WRITTEN PROBLEM: Convert every line of the listing below into a Markdown table with two columns, "Row" for the row number and "Entry" for the line itself, skipping any blank lines. Leave the pictures out of the table.

----

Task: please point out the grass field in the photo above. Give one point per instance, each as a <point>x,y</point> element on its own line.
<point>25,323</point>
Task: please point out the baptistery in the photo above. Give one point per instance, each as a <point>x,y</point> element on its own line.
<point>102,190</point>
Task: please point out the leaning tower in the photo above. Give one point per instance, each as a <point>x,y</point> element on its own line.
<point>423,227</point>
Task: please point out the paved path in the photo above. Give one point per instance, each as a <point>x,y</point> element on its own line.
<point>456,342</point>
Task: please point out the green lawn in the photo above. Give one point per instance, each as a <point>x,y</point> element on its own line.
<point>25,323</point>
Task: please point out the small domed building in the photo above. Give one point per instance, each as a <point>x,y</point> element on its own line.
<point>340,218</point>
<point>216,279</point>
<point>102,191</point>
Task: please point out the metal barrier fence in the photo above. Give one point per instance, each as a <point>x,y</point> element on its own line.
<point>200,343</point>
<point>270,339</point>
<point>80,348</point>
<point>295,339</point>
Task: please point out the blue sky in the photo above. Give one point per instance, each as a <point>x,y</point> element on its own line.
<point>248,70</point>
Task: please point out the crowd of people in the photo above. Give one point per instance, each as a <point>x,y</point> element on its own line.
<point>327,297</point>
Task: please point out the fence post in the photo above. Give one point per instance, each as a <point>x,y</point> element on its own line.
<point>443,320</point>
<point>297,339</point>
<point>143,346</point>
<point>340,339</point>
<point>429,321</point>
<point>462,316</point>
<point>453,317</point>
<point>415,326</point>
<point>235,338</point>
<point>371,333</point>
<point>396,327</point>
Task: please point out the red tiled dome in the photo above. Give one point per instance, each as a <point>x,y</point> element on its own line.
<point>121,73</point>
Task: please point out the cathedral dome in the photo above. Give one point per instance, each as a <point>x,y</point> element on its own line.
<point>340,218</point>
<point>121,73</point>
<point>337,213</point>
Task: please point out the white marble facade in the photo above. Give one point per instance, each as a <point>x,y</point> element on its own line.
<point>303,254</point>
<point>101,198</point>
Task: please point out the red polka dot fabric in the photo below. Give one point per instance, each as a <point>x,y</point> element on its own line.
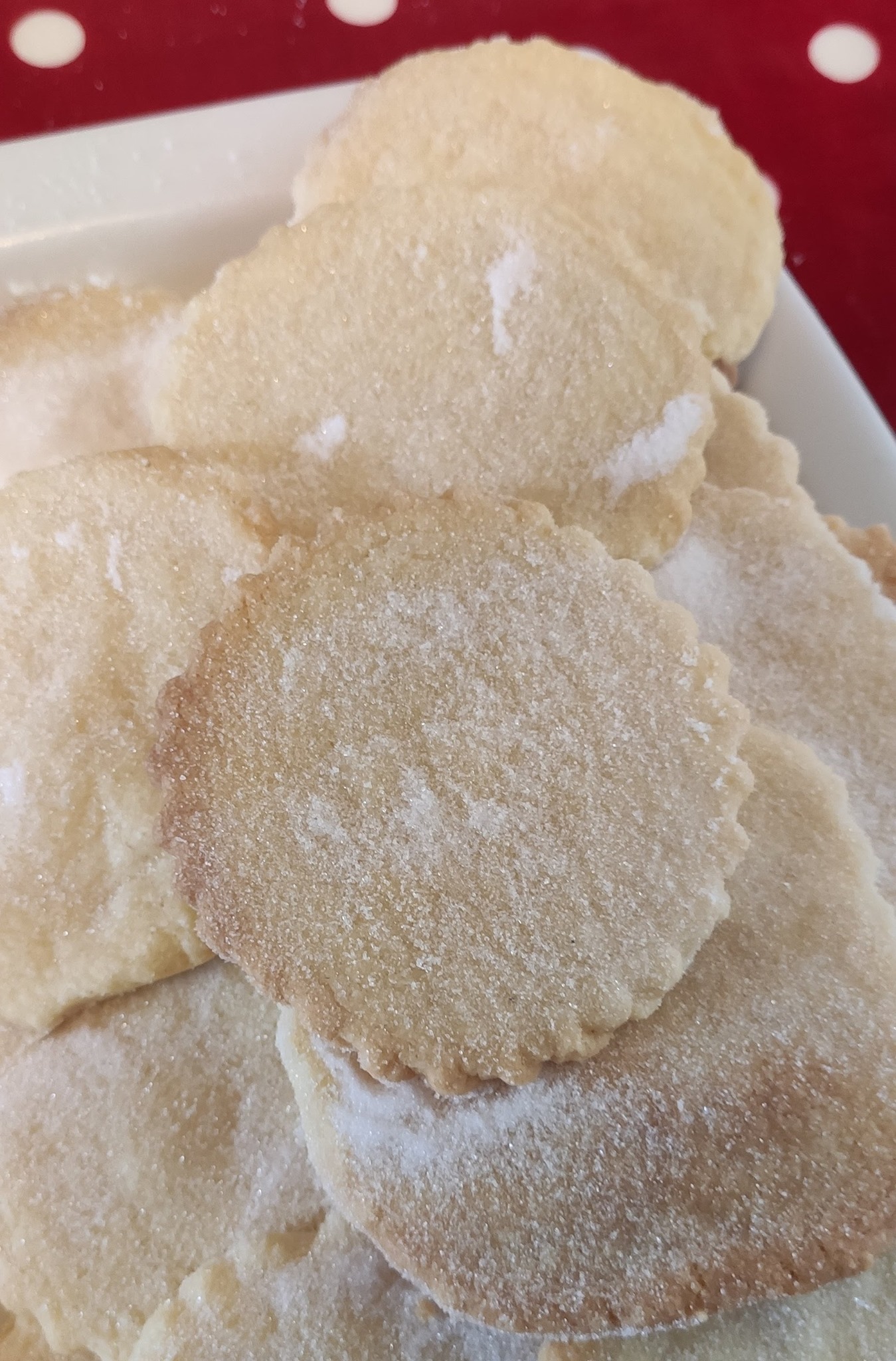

----

REPLY:
| Row | Entry |
|---|---|
| 1 | Task: please point out the grass field in the photo above. Give one point per instance, each as a <point>x,y</point> element on its own line. |
| 2 | <point>25,323</point> |
| 3 | Task: please point out the baptistery in the photo above. Give one point per instance, each as a <point>x,y</point> element on its own line. |
| 4 | <point>102,190</point> |
| 5 | Task: please point out the leaning tower in the photo above. Give one point per instance, each as a <point>x,y</point> element on its own line. |
| 6 | <point>423,227</point> |
| 7 | Task: please point out the paved path in the photo above. Give one point per instance, each as a <point>x,y</point> element on its own line. |
| 8 | <point>456,342</point> |
| 9 | Task: please point out the green lawn in the photo above. Give one point per instance, each as a <point>x,y</point> element on its own line. |
| 10 | <point>25,323</point> |
| 11 | Task: please point out the small domed building in the photo above. Give one point per instance, each as a <point>x,y</point> element on its own line. |
| 12 | <point>340,218</point> |
| 13 | <point>216,279</point> |
| 14 | <point>102,191</point> |
| 15 | Task: please point out the metal barrier fence in the photo above. Give one point per instance, each as a <point>x,y</point> element on its own line. |
| 16 | <point>200,343</point> |
| 17 | <point>270,339</point> |
| 18 | <point>80,348</point> |
| 19 | <point>295,339</point> |
| 20 | Task: please point out the blue sky in the photo above. Give one point per instance, each as a <point>x,y</point> element on its own line. |
| 21 | <point>248,70</point> |
| 22 | Task: please point out the crowd of people in the photo above. Give one point per instance, each as a <point>x,y</point> element on its own line. |
| 23 | <point>327,297</point> |
| 24 | Task: please point out the fence post in the photo above. Give one point per instance, each as a <point>x,y</point> element on its own line. |
| 25 | <point>443,320</point> |
| 26 | <point>297,339</point> |
| 27 | <point>143,346</point> |
| 28 | <point>340,339</point> |
| 29 | <point>429,321</point> |
| 30 | <point>462,316</point> |
| 31 | <point>453,317</point> |
| 32 | <point>415,326</point> |
| 33 | <point>235,338</point> |
| 34 | <point>371,333</point> |
| 35 | <point>396,327</point> |
| 36 | Task: please point out the red tiled dome in the photo above. Give one point per instance, each as a <point>x,y</point> element on its own line. |
| 37 | <point>121,73</point> |
| 38 | Task: please point out the cathedral dome in the photo above. Give one point per instance, each as a <point>x,y</point> element on its own line. |
| 39 | <point>340,218</point> |
| 40 | <point>121,73</point> |
| 41 | <point>337,213</point> |
| 42 | Task: please point out the white marble facade in the photo above. Give one point per instance, each as a <point>x,y</point> element on its own line. |
| 43 | <point>303,254</point> |
| 44 | <point>101,198</point> |
| 45 | Task: please point out the red polka dot fabric in the photo below. Give one point per instance, each as a <point>x,y</point> element on its own line. |